Visual Computing Systems

Stanford CS348K, Fall 2018

VISUAL COMPUTING SYSTEMS

Visual computing tasks such as computational imaging, image/video understanding, and real-time 3D graphics are key responsibilities of modern computer systems ranging from sensor-rich smart phones, autonomous robots, and large datacenters. These workloads demand exceptional system efficiency and this course examines the key ideas, techniques, and challenges associated with the design of parallel, heterogeneous systems that accelerate visual computing applications. This course is intended for systems students interested in architecting efficient graphics, image processing, and computer vision platforms (both new hardware architectures and domain-optimized programming frameworks for these platforms) and for graphics, vision, and machine learning students that wish to understand throughput computing principles to design new algorithms that map efficiently to these machines.

Basic Info

Tues/Thurs 1:30-2:50pm

Room 60-109

Instructor: Kayvon Fatahalian

See the course info page for more info on course policies, logistics, and how to prepare for the course.

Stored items

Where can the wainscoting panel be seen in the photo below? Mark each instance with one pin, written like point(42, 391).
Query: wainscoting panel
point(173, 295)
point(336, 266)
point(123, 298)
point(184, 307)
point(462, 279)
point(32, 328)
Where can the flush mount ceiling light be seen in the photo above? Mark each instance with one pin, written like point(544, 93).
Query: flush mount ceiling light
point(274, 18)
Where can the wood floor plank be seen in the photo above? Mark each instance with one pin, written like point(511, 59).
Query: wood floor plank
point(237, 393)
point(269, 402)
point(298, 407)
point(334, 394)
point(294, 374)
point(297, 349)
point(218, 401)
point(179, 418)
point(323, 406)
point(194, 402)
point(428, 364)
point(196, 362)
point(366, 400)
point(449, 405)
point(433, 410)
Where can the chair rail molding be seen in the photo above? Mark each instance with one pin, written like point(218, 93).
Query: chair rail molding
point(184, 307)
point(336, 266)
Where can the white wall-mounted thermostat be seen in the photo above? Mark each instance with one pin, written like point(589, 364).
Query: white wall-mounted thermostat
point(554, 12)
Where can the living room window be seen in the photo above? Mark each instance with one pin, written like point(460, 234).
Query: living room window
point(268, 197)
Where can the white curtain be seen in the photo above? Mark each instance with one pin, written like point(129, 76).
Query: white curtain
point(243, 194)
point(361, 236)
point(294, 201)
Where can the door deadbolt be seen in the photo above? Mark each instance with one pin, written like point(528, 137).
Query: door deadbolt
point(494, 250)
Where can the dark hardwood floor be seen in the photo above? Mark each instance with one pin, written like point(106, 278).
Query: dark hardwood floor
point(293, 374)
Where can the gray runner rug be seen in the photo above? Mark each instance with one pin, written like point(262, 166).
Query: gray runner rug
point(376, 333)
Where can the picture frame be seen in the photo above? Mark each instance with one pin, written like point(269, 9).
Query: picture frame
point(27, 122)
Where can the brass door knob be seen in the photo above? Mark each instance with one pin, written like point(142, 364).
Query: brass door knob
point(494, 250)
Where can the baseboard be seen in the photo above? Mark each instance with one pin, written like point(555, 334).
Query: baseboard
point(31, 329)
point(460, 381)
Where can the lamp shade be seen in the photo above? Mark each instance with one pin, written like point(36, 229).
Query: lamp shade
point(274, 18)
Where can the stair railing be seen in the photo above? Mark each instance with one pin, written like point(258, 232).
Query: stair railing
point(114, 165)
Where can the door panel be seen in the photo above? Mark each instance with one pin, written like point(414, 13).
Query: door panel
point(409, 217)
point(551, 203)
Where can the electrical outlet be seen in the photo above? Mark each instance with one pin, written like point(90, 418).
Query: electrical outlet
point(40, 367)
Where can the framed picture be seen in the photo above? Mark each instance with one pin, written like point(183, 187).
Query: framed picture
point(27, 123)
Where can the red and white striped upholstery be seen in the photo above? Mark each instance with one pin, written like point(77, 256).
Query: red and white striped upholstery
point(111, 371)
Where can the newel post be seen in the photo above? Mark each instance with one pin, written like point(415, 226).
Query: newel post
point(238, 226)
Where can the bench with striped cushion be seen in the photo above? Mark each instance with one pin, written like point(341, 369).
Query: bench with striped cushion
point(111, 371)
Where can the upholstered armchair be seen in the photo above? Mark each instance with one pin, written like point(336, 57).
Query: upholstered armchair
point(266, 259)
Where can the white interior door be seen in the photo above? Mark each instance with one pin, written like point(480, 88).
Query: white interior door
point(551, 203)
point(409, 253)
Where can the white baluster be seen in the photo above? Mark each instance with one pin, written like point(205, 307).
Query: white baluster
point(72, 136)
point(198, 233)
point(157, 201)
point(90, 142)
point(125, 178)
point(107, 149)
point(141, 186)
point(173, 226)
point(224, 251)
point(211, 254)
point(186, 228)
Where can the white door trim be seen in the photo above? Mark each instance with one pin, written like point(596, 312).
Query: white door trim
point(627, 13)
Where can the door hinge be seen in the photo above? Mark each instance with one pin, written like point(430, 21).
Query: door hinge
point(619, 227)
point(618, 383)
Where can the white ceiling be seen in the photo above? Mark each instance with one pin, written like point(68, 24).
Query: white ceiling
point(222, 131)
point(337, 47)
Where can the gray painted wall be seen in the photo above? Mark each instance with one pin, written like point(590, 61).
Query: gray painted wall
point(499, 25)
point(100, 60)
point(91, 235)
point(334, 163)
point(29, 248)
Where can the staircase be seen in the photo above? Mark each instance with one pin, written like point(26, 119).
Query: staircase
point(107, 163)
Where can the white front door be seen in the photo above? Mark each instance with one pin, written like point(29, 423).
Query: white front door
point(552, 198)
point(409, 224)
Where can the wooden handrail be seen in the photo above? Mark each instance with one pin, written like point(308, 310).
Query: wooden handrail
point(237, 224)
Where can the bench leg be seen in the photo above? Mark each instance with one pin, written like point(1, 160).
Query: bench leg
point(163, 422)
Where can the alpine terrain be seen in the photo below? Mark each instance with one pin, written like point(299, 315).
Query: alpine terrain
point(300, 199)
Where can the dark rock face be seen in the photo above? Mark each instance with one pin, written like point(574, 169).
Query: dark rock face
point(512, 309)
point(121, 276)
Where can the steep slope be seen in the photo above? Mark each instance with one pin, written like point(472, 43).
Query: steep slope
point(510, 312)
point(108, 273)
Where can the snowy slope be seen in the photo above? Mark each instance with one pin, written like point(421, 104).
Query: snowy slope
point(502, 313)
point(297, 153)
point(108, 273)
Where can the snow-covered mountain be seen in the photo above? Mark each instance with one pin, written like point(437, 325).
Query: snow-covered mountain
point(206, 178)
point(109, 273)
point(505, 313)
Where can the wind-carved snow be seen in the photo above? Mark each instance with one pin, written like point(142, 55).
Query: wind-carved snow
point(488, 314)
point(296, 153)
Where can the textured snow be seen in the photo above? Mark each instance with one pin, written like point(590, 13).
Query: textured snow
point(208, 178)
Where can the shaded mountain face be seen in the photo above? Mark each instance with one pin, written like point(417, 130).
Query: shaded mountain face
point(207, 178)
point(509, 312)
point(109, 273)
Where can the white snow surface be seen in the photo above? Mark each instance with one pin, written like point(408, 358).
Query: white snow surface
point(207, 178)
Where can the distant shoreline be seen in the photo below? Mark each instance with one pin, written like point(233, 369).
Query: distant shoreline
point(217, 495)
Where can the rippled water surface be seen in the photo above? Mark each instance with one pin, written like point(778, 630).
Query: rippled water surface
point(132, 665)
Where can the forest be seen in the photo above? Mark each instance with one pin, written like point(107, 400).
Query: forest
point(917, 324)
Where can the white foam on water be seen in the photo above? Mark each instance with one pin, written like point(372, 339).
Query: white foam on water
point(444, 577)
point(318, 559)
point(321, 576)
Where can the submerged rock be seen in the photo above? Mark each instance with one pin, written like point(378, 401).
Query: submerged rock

**EXERCISE 1:** Repeat the course page word for word, starting at "Tues/Thurs 1:30-2:50pm" and ending at "for the course.".
**EXERCISE 2:** According to the course page, in which room does the class meet?
The listing isn't needed for anything here.

**TASK ANSWER 1:**
Tues/Thurs 1:30-2:50pm

Room 60-109

Instructor: Kayvon Fatahalian

See the course info page for more info on course policies, logistics, and how to prepare for the course.

**TASK ANSWER 2:** Room 60-109